Text excerpt ::

World Science Forum holds first Mideast conference in Jordan
Gathering focuses on food security, water and energy, which participants say could pave path to regional peace
DEAD SEA, Jordan (AP) — The king of Jordan and the president of Hungary on Tuesday opened the World Science Forum, a biennial gathering of scientists and policy makers from around the world that is being held for the first time in the Middle East.
Participants said science could pave a path to peace in the conflict-scarred region.
“It is no accident that this year’s forum focuses on the issues of food security, water and energy,” said Hungarian President János Áder. “All three of these areas are fundamental to security. A series of historical examples proves that shortages of food and water also threaten social harmony.”
During the opening session, a robot shaped like a person rolled onstage, holding hands with a physicist. The robot greeted the audience, saying it had come from Japan and would now be based in Jordan.
Jordan’s King Abdullah II presented achievement awards to 14 Jordanians in different fields, including medicine, physics, mathematics and architecture.
The four-day conference, held on the Jordanian shore of the Dead Sea, drew 3,000 participants. The World Science Forum was launched in Hungary in 2003.
“Having grown up on the eastern side of the Iron Curtain, science provided my first window to the world,” said László Lovász, president of the Hungarian Academy of Sciences. International scientific conferences then and now combat artificial divisions of the world even amid political conflict, he said.
Speakers called for regional and global scientific cooperation, especially on water, energy and food security, problems that are felt acutely in the Middle East.
Jordan is one of the most water-scarce countries in the world and over the decades has given refuge to large numbers of Palestinians, Iraqis and Syrians.

Dataset extract ::
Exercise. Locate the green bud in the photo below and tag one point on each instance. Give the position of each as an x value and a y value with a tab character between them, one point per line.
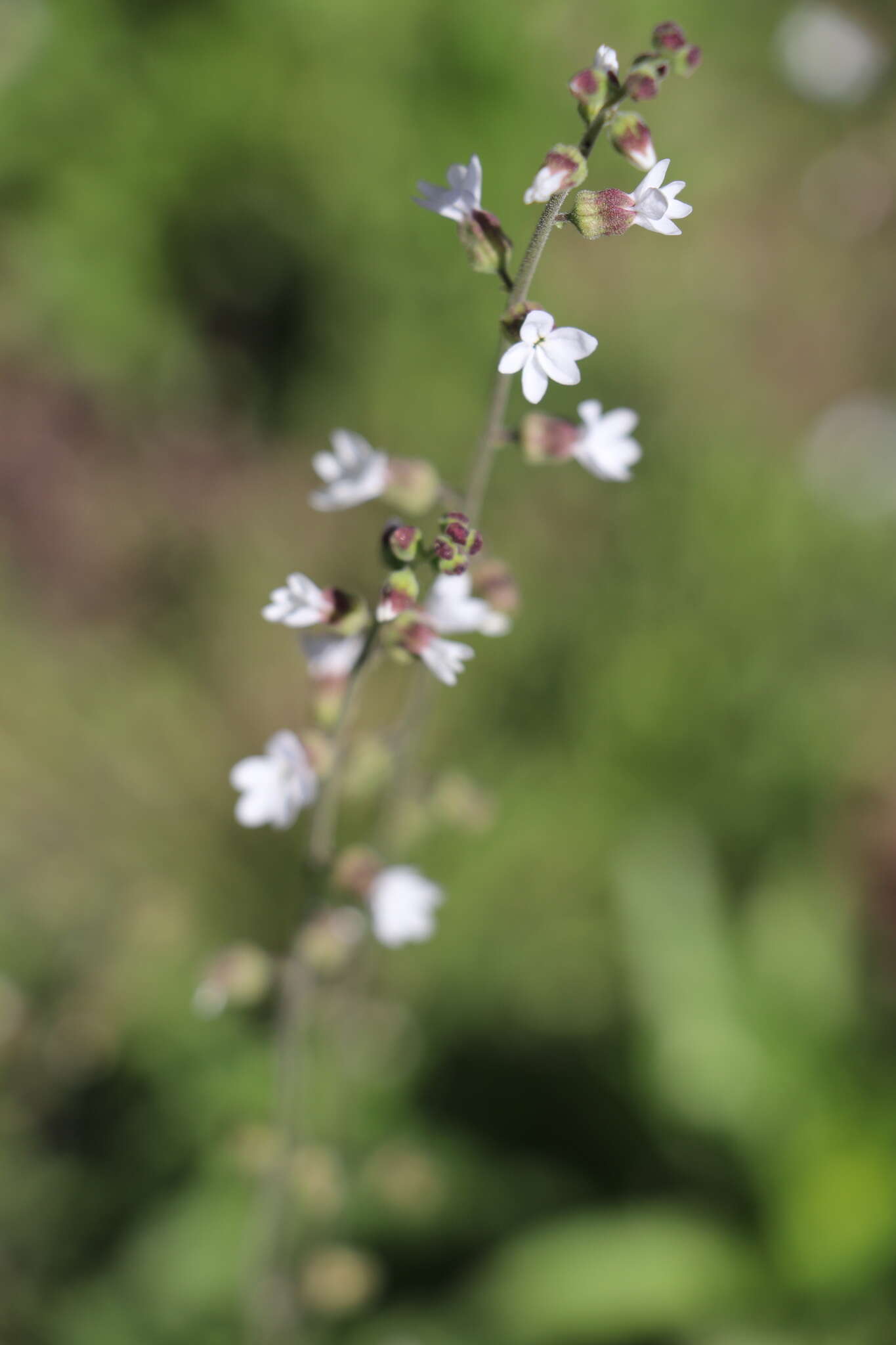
400	544
485	242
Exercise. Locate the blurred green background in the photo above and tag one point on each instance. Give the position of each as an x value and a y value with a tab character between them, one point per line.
641	1087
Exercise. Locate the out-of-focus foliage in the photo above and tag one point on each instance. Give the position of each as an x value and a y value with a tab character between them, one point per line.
641	1087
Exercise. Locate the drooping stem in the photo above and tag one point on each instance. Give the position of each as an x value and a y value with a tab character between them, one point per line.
322	837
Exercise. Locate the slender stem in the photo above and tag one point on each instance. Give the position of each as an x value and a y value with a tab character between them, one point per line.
492	435
322	838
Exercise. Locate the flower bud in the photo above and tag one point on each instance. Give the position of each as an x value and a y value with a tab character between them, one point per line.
240	975
399	592
513	318
547	439
565	167
328	942
631	137
685	61
494	580
647	76
350	615
400	544
413	485
668	37
356	868
599	213
456	544
591	89
485	242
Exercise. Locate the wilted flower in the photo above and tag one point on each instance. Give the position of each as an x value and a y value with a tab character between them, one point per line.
403	906
461	197
605	445
454	611
545	351
352	474
276	787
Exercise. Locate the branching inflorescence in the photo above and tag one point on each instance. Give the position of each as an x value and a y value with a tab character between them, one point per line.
440	584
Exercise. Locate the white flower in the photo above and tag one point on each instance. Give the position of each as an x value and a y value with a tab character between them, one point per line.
352	474
605	445
403	906
654	205
545	183
828	55
608	61
299	603
446	658
459	198
545	351
454	611
276	787
331	658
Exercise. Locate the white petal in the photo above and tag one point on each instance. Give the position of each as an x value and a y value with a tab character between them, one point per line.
652	181
557	365
515	358
536	326
589	412
620	422
250	772
574	342
535	381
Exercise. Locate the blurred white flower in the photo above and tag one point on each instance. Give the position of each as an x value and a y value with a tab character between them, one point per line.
331	658
403	906
608	61
454	611
605	445
461	197
654	205
545	351
851	455
300	603
828	55
274	787
445	658
352	474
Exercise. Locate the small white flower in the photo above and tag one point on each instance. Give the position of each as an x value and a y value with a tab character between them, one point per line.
403	906
656	206
276	787
608	61
545	351
331	658
352	474
445	658
605	445
459	198
454	611
299	603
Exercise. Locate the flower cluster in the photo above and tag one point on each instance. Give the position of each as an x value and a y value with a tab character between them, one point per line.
437	580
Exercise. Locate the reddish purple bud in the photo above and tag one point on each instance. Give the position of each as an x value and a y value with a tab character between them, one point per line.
668	37
547	439
631	137
687	61
598	214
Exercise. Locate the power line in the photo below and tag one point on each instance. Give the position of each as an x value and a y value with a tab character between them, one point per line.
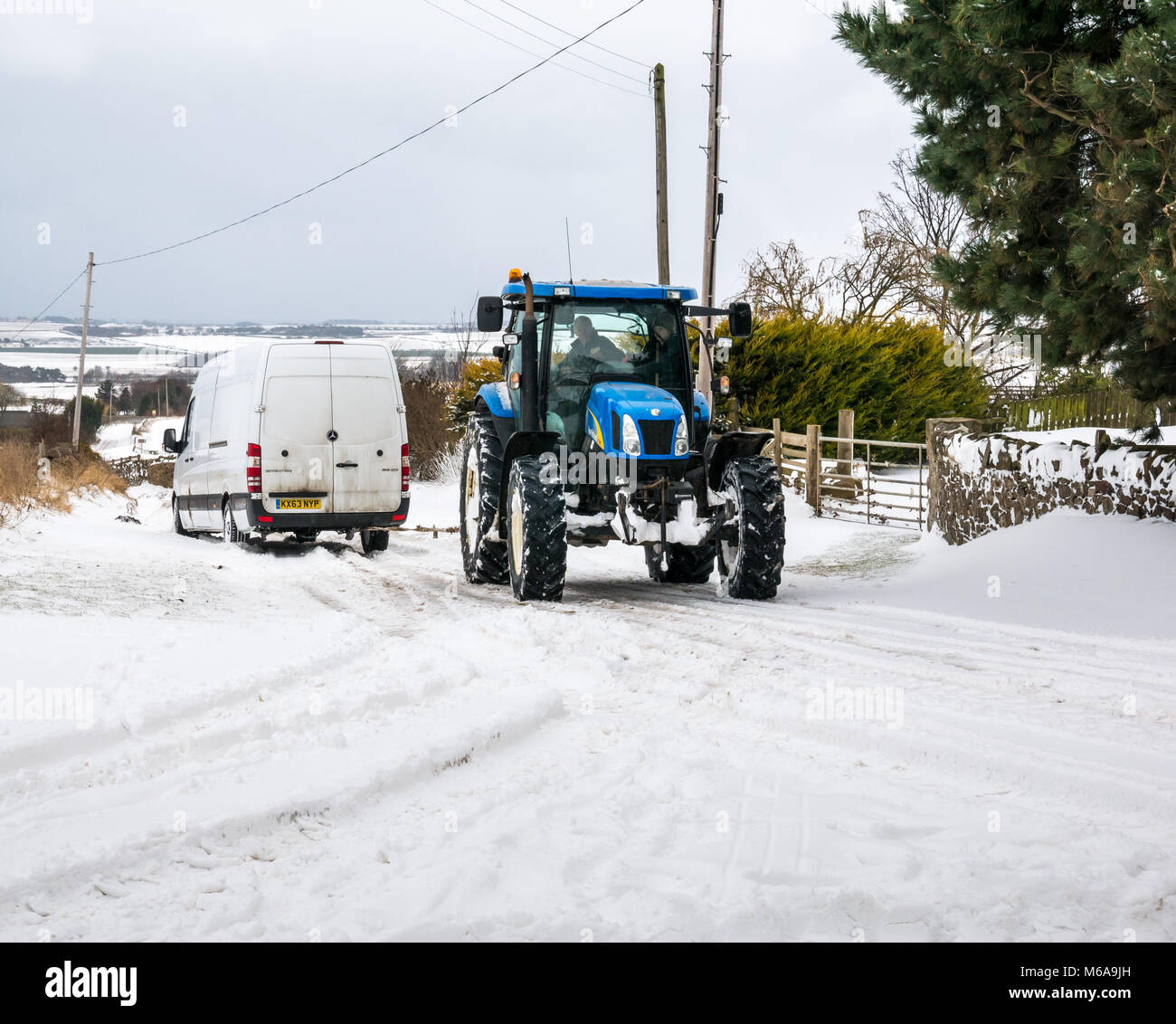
532	53
548	43
564	32
54	302
403	141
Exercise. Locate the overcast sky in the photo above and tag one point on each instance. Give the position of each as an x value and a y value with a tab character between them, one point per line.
279	94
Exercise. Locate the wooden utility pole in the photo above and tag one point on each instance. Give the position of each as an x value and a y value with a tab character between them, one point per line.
662	193
716	87
81	356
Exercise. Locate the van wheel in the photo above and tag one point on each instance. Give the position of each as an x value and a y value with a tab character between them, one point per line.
175	518
373	541
483	555
230	533
536	533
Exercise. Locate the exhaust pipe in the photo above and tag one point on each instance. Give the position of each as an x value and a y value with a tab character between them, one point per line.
528	384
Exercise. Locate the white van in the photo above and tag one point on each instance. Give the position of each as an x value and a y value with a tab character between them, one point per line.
294	436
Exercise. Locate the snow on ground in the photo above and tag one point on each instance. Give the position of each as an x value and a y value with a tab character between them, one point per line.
141	436
298	742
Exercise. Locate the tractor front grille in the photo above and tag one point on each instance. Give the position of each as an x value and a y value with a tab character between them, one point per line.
658	436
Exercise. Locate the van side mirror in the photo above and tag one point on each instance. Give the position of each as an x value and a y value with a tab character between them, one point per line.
489	314
739	317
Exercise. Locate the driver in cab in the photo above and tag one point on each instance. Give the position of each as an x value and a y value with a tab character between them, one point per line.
583	357
589	349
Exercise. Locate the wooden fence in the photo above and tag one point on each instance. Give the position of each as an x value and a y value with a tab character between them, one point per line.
1110	407
854	481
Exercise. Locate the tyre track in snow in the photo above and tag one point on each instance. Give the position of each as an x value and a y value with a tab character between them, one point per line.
206	740
584	763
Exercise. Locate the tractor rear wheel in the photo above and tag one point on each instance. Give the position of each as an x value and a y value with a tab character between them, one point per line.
536	533
685	564
753	561
482	553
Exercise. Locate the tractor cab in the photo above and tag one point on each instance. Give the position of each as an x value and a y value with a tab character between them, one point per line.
614	372
596	434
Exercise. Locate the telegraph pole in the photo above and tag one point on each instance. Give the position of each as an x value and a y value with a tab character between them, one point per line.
81	356
716	87
662	192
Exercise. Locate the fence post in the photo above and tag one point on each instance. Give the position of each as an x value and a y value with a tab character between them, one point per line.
845	448
812	467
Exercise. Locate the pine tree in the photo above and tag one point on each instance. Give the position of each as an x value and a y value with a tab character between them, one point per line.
1053	122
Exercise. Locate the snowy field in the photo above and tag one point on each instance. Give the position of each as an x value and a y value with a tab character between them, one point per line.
161	354
299	744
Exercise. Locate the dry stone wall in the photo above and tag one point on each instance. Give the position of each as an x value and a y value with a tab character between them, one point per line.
983	482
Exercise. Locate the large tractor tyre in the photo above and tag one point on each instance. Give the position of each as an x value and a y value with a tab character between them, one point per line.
685	564
536	533
753	562
373	541
482	553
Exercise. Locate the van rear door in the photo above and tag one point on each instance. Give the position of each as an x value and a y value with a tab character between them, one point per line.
297	431
367	421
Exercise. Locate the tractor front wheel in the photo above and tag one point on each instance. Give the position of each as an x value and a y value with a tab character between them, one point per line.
536	533
753	558
483	555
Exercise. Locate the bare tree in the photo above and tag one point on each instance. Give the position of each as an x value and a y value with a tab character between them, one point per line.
892	270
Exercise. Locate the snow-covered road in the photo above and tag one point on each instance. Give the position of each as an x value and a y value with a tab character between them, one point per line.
912	742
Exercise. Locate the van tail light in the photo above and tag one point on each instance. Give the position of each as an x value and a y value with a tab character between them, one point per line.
253	468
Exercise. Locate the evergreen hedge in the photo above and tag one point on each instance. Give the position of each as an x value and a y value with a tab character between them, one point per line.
893	375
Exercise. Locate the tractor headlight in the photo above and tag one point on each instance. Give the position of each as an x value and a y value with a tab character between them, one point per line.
631	443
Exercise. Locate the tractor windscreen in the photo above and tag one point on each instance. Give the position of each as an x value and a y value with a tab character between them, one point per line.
639	341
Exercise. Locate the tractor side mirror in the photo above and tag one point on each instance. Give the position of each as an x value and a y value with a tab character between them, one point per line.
739	317
489	314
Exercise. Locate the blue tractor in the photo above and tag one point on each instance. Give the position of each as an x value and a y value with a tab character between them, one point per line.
596	434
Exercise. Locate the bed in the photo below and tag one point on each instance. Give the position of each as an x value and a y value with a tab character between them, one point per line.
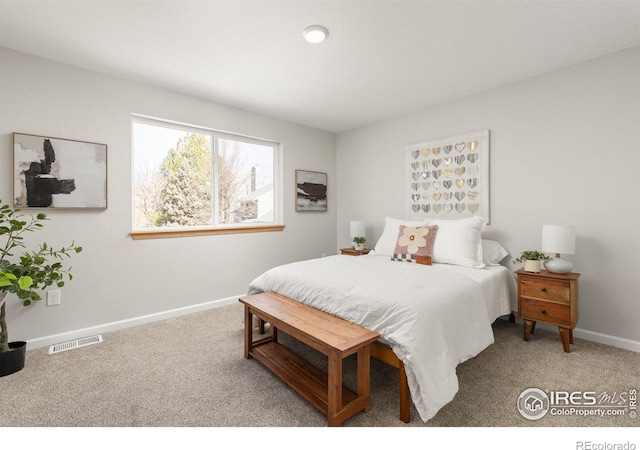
433	317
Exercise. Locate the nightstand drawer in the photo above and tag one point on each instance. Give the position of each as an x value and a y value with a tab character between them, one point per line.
553	313
545	289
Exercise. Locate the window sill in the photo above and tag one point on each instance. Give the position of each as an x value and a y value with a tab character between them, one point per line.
186	232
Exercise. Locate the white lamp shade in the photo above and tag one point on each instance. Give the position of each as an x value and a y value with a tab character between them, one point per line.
315	33
357	229
559	239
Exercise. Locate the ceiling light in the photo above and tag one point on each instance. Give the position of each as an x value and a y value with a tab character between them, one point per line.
315	33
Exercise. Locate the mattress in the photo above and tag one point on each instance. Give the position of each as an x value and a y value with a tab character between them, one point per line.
433	317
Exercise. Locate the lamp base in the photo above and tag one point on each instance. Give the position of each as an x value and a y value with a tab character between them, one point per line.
558	265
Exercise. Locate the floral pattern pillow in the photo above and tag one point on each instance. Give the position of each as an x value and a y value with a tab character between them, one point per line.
414	242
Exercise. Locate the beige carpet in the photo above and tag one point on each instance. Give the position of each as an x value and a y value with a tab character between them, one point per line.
190	372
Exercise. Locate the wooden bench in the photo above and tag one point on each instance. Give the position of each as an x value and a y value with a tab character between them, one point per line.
383	352
334	337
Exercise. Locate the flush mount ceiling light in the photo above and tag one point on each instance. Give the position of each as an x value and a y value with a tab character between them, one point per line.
315	33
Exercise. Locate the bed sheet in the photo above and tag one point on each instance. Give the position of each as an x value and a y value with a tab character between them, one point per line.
433	317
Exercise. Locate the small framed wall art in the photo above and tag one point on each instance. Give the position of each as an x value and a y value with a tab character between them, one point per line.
311	191
51	172
448	178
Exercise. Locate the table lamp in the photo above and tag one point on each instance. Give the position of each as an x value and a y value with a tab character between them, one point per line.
559	239
357	230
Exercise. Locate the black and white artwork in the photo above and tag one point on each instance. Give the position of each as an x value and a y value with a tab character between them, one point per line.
58	173
311	191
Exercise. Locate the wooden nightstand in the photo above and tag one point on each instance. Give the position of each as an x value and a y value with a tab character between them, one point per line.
354	252
551	298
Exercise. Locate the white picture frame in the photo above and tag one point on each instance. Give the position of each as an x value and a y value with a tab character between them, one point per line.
448	178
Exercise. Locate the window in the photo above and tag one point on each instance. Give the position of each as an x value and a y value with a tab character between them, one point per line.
189	180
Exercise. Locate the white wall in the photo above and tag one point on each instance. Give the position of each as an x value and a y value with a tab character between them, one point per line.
116	278
565	149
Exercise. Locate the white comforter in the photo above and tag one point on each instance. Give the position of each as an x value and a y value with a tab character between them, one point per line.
433	317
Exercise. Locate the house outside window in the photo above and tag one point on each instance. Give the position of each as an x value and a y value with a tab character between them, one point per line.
190	178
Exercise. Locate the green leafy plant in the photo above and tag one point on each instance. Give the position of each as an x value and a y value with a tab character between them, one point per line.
531	255
24	272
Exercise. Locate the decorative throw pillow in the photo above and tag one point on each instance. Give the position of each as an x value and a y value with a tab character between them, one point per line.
414	242
387	242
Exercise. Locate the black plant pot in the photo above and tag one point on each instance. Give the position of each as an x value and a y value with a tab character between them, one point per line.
13	360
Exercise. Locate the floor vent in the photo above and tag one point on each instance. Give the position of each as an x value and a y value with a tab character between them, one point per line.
83	342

Required action 1 ::
Answer these questions about the article on the World Science Forum in Jordan:
(a) How many participants did the four-day conference draw?
(b) Which country did the robot say it had come from?
(c) In which country and year was the World Science Forum launched?
Required action 2 :: Continue the news article about the World Science Forum in Jordan from its final sentence.

Written response 1 ::
(a) 3,000
(b) Japan
(c) Hungary, in 2003

Written response 2 ::
Prince Hassan, a brother of Jordan’s late King Hussein, said Jordan and its neighbors have often experienced science as an agent of war.
“As we see drones fired from thousands of kilometers away to destroy people in this region, we wonder whether computers have already replaced humans in this part of the world,” he said, adding that building peace is more expensive than waging war, because it requires a long-term vision without short-term benefits.
“Waiting and hoping for peace in the region must not be an excuse for not doing what we should be doing to improve the welfare of citizens in this region, the Levant,” he added.
Science and technology education are also key to building societies that don’t fall prey to a victim mentality or to extremist narratives, said theoretical physicist Michio Kaku.
“The absence of science leaves a gap that is easily filled by demagogues who fill young peoples’ minds with dangerous ideas, superstition, ideology and hatred,” Kaku said. “Instead of trying to blow up airplanes, why don’t we make airplanes?”
The conference will include sessions on refugee scientists, artificial intelligence, global pandemics, science diplomacy, security and agriculture, and the promotion of Arab women in science.